▶ _Exercise directions_:
Convert the entries below, from the first line through the line containing "(410, 1030)", both included, into a JSON list of strings with one string per line and no blank lines.

— begin Provided data —

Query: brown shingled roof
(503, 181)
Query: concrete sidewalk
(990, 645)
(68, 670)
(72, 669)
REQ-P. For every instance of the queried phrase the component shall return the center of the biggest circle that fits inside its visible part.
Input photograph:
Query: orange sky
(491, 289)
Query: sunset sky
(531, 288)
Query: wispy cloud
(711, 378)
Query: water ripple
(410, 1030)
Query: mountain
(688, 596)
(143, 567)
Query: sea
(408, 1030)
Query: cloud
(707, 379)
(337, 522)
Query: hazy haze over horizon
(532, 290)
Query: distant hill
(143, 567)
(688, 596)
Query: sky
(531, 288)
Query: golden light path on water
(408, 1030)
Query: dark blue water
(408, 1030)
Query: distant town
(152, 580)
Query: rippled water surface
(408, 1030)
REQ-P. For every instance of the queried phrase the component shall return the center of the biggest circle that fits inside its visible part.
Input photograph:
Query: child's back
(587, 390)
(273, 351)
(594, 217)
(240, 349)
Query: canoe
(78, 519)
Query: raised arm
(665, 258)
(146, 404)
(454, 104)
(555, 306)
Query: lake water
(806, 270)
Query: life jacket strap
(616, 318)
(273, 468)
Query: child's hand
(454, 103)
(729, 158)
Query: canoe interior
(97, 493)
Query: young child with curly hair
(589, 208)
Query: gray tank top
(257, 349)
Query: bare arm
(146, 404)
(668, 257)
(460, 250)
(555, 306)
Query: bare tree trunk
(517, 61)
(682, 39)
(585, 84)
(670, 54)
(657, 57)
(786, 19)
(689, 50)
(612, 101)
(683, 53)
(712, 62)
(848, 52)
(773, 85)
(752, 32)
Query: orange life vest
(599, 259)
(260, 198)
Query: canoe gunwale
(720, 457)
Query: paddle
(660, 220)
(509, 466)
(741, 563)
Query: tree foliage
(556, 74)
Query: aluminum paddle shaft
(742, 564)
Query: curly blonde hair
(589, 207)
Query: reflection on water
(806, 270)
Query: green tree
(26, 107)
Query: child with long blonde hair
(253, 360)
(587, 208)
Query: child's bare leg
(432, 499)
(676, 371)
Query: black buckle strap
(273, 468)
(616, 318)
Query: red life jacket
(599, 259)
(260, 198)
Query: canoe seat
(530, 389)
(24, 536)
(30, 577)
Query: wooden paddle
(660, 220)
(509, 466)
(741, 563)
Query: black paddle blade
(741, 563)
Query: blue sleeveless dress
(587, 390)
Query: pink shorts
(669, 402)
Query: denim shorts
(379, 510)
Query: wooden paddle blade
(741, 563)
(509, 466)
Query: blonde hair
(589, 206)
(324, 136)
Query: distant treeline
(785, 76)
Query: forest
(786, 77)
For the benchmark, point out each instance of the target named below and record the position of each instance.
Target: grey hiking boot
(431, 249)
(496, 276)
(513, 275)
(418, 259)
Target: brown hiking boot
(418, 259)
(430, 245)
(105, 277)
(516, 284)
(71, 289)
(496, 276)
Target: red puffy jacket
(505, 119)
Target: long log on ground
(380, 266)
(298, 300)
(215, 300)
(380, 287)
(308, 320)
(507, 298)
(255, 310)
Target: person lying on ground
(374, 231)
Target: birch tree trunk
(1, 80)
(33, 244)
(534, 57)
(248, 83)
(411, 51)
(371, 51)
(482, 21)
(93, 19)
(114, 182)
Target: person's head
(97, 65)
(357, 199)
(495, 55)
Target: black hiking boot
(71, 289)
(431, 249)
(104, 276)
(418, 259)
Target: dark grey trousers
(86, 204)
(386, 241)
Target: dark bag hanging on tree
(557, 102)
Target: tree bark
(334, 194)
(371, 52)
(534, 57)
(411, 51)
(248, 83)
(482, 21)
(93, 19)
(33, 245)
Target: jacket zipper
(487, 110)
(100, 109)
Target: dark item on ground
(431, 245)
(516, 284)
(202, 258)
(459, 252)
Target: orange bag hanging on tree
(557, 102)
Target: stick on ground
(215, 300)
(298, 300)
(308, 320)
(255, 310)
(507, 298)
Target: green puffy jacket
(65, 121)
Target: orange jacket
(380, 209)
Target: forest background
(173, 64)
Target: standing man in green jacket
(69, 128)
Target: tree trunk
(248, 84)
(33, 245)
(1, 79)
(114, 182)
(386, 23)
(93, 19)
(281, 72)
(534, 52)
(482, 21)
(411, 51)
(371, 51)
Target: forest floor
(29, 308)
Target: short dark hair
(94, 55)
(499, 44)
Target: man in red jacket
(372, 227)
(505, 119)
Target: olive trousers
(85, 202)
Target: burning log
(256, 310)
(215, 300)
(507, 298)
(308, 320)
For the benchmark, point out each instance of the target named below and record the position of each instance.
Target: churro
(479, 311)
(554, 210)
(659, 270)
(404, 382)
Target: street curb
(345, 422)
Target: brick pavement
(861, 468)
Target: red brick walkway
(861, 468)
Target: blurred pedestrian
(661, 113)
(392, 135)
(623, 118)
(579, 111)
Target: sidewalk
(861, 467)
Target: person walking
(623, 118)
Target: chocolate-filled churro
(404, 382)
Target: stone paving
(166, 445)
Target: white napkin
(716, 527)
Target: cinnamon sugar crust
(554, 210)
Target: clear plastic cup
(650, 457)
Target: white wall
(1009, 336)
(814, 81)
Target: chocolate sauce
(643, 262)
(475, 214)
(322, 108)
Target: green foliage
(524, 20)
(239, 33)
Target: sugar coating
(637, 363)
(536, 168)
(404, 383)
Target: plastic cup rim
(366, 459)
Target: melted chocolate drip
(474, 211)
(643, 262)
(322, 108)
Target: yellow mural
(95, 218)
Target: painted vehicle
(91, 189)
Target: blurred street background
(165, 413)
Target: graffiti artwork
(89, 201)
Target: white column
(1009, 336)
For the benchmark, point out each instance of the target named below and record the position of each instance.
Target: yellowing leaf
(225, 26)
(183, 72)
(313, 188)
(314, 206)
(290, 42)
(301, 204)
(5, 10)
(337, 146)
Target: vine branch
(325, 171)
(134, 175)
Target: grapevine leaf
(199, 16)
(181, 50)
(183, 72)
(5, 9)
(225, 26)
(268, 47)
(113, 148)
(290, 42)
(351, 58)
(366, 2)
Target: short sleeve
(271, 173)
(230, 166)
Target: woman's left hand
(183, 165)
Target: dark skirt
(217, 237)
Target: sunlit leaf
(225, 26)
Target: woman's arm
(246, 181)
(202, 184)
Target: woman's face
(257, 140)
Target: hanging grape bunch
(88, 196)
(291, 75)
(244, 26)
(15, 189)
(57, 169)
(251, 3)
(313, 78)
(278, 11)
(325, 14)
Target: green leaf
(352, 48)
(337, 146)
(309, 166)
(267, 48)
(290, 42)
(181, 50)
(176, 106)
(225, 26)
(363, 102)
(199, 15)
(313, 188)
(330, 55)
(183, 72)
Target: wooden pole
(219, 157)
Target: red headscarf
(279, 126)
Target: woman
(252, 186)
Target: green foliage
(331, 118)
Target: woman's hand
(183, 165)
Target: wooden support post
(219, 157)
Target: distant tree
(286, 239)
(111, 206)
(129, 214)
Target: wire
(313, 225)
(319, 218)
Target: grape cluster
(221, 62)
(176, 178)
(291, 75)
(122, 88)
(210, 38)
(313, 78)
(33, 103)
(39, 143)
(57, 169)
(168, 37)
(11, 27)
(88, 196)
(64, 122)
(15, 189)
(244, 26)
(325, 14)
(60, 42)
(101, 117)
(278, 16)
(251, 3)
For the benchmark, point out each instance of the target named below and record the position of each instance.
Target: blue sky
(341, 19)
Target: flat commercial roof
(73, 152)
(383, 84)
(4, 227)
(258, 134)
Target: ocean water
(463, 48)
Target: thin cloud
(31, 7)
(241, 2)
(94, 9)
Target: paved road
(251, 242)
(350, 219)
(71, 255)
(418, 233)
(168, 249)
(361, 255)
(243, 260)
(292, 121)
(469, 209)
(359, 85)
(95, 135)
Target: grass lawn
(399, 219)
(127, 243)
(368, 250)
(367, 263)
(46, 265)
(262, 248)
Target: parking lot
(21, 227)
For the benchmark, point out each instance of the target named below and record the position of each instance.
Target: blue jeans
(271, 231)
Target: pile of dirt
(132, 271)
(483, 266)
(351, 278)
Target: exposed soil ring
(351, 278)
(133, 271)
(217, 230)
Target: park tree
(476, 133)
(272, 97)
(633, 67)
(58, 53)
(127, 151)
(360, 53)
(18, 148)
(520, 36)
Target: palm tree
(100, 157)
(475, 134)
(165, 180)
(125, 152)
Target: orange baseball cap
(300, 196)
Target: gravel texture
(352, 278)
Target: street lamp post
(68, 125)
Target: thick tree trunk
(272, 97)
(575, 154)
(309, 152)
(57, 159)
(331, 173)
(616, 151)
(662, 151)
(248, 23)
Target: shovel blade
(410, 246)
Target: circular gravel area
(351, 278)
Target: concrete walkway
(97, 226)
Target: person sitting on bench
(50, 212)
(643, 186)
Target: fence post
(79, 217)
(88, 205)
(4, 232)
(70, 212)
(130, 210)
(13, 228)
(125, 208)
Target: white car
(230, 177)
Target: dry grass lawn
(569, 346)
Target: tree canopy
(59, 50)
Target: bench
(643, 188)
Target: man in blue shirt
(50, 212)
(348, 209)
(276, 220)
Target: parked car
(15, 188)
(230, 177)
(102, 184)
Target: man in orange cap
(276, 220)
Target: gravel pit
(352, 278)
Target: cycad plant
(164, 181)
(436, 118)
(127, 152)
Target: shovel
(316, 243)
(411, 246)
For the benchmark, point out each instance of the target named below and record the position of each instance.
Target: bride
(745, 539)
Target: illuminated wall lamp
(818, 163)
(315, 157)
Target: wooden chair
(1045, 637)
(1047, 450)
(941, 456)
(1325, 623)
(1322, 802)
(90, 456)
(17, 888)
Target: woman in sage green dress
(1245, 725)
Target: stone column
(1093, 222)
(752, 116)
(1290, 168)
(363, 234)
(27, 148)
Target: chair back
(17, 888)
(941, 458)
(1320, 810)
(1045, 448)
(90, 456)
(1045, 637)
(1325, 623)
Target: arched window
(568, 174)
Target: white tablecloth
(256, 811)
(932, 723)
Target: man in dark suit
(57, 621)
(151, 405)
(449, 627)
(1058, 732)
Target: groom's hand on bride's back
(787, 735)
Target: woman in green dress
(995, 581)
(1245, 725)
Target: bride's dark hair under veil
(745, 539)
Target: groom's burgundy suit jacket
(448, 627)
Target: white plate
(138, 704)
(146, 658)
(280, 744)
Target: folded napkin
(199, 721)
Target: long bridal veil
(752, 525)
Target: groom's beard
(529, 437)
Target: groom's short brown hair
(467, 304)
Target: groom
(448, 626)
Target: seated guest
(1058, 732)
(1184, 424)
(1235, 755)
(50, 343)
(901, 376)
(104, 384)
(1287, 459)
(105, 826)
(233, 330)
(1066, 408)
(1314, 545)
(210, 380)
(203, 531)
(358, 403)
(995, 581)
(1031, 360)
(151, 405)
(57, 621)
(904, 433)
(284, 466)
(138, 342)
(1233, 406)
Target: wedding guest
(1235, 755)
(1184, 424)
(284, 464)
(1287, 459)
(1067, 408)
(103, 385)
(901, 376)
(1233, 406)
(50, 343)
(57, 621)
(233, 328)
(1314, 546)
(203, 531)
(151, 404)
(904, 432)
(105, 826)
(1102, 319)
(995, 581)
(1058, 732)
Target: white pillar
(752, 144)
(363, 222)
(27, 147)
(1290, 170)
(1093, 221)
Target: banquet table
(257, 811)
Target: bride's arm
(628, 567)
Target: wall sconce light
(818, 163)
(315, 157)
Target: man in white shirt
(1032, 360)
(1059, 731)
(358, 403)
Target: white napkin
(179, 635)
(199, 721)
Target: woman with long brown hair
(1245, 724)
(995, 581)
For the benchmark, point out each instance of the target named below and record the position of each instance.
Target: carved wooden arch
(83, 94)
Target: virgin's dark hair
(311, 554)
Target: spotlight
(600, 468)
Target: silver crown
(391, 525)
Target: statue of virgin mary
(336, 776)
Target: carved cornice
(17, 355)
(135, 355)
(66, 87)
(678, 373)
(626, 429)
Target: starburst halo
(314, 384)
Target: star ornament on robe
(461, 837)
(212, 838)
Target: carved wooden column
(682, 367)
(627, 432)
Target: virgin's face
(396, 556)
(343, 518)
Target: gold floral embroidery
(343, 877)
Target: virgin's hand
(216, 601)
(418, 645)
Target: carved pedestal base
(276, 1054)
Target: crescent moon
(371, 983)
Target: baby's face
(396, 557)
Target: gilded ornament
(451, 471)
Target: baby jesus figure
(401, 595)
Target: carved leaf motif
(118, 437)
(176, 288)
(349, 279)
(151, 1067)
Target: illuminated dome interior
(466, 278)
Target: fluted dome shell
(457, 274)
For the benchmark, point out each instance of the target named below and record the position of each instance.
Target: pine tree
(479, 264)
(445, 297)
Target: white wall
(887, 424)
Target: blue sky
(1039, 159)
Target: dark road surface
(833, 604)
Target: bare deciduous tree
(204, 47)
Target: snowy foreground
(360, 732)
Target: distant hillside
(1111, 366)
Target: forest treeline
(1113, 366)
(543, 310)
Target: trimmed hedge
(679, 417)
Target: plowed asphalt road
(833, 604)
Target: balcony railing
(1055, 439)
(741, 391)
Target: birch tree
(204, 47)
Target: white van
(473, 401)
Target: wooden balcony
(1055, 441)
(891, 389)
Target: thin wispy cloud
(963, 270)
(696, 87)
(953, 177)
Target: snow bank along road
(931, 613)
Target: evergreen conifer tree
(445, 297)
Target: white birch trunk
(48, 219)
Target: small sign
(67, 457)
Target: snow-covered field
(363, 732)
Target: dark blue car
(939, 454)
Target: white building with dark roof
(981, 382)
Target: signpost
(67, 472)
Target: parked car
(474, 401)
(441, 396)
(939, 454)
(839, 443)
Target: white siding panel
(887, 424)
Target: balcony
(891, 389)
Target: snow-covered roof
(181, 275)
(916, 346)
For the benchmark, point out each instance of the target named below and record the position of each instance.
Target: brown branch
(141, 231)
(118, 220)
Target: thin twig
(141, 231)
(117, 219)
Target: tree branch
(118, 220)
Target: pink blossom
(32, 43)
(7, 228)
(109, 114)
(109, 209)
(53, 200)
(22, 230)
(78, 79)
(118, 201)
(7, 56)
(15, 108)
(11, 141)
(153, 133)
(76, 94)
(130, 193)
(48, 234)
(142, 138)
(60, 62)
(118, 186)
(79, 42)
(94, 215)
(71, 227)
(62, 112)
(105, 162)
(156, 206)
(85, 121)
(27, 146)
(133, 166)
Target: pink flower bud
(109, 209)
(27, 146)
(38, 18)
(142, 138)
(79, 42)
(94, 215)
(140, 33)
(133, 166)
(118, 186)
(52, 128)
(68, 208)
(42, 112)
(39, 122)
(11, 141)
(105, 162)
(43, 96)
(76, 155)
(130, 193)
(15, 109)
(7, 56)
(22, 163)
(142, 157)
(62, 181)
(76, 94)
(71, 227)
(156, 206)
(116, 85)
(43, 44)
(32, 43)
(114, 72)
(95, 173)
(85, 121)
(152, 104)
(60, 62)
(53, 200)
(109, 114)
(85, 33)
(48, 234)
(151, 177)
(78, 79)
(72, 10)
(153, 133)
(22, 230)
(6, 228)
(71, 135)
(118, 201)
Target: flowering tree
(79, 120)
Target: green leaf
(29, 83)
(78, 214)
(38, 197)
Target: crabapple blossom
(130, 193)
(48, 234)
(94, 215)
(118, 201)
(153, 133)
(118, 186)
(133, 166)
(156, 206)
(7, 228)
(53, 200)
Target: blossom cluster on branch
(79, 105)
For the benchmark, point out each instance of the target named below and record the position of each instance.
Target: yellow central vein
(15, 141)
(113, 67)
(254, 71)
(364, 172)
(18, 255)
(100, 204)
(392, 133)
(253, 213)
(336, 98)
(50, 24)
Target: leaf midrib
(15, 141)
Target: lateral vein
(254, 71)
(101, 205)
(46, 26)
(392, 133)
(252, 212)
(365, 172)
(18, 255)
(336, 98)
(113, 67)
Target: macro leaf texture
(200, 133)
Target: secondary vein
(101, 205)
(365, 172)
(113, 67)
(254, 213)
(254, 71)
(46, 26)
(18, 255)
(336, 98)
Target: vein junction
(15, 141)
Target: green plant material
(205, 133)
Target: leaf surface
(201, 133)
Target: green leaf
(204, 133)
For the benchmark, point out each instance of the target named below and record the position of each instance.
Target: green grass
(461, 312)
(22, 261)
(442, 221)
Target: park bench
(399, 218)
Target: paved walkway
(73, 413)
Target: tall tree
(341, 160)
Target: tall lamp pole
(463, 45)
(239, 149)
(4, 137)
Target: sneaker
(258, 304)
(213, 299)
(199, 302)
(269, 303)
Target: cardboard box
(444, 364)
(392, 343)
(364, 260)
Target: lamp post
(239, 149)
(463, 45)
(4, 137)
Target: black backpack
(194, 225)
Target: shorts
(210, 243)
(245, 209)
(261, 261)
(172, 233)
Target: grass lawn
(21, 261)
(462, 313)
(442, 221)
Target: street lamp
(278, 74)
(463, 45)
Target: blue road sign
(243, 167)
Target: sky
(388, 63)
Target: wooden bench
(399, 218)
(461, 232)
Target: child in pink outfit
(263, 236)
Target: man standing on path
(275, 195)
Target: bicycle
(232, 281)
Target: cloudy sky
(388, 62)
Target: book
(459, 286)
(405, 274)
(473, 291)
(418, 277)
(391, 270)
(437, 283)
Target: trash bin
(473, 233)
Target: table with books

— end Provided data —

▶ _Response below_:
[
  "Query: brown shingled roof",
  "(503, 181)",
  "Query: concrete sidewalk",
  "(990, 645)",
  "(68, 670)",
  "(72, 669)",
  "REQ-P. For every instance of the queried phrase the component shall return the center of the biggest circle that fits inside its visible part.",
  "Input photograph:",
  "Query: orange sky",
  "(491, 289)",
  "Query: sunset sky",
  "(531, 288)",
  "Query: wispy cloud",
  "(711, 378)",
  "Query: water ripple",
  "(410, 1030)"
]